Data to process:
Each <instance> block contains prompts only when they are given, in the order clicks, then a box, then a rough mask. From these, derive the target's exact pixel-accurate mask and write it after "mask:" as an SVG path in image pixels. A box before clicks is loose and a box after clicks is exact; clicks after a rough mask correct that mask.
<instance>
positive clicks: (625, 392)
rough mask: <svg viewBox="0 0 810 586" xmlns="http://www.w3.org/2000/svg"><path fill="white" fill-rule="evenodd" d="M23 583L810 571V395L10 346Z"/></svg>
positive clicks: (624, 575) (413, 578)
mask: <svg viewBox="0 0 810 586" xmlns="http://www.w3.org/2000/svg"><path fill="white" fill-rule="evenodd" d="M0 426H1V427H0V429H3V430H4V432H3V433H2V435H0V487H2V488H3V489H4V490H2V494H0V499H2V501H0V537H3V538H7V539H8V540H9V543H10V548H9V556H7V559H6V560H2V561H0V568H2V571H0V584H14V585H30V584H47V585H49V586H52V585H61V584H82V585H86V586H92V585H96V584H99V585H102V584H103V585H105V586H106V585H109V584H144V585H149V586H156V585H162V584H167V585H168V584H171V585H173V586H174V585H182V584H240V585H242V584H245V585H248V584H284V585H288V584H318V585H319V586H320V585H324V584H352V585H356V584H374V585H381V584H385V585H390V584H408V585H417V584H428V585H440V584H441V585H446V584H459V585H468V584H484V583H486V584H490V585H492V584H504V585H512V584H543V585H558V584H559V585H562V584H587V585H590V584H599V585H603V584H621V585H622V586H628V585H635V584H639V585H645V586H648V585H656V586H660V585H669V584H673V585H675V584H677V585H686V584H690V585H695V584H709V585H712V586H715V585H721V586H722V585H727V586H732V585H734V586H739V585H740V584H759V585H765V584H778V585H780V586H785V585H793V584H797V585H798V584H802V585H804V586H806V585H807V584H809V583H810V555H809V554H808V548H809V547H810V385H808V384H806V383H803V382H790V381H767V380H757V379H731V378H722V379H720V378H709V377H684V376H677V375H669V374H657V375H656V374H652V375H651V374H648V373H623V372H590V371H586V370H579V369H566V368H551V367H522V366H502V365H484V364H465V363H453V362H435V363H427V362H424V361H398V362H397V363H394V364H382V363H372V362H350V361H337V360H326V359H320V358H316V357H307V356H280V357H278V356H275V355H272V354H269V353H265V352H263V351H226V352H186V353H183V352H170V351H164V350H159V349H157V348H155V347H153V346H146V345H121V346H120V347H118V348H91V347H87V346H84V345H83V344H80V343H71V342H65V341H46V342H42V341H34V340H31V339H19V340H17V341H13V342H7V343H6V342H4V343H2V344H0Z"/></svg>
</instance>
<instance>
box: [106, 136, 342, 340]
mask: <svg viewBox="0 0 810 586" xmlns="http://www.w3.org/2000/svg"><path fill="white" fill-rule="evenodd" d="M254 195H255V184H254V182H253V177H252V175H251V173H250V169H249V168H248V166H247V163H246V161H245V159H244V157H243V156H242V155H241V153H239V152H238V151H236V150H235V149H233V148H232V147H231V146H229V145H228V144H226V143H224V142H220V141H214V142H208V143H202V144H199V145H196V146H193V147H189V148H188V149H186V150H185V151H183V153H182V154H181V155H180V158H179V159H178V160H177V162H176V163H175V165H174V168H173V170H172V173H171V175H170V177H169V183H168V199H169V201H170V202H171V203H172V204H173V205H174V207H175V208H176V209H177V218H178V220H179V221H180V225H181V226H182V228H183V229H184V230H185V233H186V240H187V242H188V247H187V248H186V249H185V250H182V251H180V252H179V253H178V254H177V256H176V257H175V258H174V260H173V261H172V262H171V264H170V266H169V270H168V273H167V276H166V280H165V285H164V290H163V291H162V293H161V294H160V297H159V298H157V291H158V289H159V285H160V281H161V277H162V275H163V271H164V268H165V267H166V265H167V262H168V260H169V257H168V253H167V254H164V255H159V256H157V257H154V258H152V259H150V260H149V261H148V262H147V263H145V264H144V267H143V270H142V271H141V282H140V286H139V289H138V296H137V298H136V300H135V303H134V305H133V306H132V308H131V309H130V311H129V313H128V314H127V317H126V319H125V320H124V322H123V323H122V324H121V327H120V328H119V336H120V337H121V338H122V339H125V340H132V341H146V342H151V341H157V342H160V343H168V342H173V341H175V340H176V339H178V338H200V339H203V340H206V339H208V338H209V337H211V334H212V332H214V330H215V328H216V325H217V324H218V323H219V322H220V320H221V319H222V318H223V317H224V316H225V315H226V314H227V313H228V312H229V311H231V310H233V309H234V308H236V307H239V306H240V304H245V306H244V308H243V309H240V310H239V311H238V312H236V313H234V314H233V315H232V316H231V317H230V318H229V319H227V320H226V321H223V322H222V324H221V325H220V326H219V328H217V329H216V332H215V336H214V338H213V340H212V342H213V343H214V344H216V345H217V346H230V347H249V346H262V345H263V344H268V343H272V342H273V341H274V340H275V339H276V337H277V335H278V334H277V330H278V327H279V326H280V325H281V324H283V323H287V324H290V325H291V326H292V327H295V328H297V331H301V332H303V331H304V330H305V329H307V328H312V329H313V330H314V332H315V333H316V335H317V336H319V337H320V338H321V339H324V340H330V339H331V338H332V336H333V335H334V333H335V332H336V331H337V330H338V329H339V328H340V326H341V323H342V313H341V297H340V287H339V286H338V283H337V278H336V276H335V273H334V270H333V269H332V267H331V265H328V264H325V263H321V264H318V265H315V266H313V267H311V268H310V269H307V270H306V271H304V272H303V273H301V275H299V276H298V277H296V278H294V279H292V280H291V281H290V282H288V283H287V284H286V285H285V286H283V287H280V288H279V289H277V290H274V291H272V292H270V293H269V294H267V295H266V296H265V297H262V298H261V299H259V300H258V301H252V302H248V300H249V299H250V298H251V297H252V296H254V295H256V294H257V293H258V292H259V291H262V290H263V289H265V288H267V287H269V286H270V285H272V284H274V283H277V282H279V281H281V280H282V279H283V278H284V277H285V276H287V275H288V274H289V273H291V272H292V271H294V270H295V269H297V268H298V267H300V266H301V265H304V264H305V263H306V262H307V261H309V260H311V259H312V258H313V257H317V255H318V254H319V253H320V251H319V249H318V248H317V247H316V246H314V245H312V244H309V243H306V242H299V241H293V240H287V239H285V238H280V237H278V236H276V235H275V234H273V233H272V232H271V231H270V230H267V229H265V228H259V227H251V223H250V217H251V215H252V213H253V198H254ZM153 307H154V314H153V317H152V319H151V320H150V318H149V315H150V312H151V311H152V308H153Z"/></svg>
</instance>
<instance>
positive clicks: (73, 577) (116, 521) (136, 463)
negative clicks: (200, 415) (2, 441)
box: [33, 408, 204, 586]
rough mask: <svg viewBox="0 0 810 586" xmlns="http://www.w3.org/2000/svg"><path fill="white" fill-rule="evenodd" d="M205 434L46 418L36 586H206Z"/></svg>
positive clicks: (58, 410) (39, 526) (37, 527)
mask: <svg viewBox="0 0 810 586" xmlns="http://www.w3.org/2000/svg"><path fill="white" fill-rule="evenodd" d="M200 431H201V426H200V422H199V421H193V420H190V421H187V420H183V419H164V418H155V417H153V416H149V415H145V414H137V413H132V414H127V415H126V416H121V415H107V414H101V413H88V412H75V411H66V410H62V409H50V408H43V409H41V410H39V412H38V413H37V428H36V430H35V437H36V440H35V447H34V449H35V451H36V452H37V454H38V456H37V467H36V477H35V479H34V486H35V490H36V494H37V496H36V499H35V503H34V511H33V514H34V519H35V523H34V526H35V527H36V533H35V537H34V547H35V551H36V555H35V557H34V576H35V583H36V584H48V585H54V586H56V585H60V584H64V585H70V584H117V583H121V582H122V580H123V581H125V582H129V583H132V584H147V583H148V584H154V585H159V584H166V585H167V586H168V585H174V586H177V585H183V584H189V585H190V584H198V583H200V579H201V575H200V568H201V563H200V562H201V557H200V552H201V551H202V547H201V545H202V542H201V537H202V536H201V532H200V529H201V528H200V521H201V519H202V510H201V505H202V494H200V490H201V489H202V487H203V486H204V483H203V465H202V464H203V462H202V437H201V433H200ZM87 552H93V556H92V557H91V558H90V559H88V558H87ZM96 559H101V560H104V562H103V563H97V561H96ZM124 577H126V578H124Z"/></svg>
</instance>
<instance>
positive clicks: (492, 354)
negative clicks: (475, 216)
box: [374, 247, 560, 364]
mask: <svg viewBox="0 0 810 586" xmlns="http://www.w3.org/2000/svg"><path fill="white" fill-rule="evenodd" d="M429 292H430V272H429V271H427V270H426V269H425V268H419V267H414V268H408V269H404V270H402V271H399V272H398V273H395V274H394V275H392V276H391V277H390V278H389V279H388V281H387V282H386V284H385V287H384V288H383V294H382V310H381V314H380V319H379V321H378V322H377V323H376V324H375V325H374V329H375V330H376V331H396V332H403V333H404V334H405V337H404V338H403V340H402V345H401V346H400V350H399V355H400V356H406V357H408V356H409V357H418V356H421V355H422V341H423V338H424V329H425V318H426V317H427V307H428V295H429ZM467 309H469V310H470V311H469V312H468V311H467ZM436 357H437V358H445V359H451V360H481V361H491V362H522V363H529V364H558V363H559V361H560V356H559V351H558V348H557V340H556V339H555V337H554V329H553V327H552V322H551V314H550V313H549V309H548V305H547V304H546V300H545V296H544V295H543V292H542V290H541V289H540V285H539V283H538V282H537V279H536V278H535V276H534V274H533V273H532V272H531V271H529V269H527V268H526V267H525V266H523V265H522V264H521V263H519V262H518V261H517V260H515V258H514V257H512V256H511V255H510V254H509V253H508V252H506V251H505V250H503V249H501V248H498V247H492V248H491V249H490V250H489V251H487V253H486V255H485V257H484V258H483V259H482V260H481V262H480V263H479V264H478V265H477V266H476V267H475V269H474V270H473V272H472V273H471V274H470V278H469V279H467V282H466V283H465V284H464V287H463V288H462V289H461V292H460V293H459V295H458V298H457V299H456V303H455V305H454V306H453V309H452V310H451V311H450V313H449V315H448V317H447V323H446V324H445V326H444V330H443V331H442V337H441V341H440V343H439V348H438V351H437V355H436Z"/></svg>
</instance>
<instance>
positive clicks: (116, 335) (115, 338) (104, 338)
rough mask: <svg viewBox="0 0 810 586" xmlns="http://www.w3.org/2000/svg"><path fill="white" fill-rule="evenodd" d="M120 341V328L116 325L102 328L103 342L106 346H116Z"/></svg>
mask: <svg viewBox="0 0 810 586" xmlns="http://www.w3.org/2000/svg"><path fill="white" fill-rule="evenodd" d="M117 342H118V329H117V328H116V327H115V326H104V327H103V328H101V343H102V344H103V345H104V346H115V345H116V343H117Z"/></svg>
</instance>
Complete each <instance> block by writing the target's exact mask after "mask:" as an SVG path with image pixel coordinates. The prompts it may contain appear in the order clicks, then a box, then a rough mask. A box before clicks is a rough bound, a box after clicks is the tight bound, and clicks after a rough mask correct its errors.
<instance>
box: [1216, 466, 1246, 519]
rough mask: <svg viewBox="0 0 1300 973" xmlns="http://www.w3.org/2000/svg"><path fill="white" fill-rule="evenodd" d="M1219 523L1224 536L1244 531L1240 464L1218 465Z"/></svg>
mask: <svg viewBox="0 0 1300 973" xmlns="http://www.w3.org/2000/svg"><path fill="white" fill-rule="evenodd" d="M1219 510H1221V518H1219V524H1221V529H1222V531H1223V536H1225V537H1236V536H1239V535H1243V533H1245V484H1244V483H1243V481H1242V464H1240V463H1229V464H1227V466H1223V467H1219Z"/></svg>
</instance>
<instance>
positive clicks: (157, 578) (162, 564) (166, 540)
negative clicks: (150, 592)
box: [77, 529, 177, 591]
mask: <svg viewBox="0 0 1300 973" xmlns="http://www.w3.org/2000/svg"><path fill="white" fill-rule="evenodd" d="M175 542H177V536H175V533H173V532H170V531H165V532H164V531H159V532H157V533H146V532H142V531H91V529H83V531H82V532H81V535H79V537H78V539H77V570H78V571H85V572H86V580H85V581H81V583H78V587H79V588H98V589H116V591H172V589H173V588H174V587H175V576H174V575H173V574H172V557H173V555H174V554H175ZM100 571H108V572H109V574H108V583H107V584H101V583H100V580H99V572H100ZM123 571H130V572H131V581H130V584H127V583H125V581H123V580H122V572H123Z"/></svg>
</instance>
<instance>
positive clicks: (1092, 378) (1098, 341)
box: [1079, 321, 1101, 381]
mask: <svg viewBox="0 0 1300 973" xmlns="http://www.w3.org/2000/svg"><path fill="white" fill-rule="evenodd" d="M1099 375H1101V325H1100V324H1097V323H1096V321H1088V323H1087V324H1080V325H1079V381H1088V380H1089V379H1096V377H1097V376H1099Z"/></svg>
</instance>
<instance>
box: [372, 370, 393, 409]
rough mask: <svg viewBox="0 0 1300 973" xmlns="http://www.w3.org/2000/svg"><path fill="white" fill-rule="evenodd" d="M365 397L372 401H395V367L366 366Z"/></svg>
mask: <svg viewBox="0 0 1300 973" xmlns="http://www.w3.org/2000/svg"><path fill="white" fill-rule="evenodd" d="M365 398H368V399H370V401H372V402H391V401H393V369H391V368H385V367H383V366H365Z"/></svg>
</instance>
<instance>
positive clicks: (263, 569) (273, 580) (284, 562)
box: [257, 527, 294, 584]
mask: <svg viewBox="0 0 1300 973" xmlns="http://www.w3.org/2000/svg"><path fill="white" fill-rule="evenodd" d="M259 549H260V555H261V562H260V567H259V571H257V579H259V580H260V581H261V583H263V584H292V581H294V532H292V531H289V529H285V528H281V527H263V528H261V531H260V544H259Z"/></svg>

Assignment: Could you write out, exactly as they stand, only the lines above that begin at the line with "341V328L116 325L102 328L103" and stop after the line with "box: [1216, 466, 1246, 519]"?

Task result:
rough mask: <svg viewBox="0 0 810 586" xmlns="http://www.w3.org/2000/svg"><path fill="white" fill-rule="evenodd" d="M120 341V328L116 325L102 328L103 342L106 346H116Z"/></svg>
mask: <svg viewBox="0 0 810 586" xmlns="http://www.w3.org/2000/svg"><path fill="white" fill-rule="evenodd" d="M117 342H118V329H117V328H116V327H115V326H104V327H103V328H101V343H102V344H103V345H104V346H115V345H116V343H117Z"/></svg>
</instance>
Complete each <instance> block by writing the target's exact mask after "mask:" as an SVG path with image pixel coordinates. The prompts it may contain appear in the order clicks, then a box, then a rough mask. A box before clicks is a rough bound, a box after clicks is the tight bound, and clicks after a rough mask correct its errors.
<instance>
box: [1216, 466, 1246, 519]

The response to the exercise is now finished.